> **Listed records**:
»»
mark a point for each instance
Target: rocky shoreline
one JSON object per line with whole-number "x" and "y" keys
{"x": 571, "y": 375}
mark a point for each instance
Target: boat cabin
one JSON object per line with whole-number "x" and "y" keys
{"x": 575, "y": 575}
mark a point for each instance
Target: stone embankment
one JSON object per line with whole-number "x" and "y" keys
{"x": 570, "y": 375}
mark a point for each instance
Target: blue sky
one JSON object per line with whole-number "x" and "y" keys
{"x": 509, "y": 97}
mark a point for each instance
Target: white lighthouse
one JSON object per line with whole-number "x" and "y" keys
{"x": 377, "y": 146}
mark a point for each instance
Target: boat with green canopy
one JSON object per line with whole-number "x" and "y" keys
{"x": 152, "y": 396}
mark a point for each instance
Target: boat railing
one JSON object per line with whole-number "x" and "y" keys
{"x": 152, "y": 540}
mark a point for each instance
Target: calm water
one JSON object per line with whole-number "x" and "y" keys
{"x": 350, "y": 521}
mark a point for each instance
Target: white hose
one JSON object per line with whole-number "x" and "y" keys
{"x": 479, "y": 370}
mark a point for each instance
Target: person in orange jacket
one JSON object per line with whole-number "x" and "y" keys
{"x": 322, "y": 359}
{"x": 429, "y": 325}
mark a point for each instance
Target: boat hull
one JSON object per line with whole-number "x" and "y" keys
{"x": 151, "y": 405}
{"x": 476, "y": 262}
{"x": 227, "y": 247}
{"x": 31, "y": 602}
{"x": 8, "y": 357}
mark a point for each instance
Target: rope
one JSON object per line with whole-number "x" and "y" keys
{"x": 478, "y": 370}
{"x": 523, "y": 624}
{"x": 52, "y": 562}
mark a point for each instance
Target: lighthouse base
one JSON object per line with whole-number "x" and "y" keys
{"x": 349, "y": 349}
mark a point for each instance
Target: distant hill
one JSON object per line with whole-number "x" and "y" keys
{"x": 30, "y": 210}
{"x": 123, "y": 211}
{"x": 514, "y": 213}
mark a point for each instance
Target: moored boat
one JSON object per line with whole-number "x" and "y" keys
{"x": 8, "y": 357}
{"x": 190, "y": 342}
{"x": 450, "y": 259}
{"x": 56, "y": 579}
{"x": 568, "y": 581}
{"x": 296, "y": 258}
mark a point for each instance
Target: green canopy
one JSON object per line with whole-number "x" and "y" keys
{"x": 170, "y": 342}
««
> **Exercise**:
Which lines in the entries above contain the word "boat"? Copy out each of those lines.

> **Expected answer**:
Target: boat cabin
Target: boat with green canopy
Target: boat railing
Target: boat hull
Target: moored boat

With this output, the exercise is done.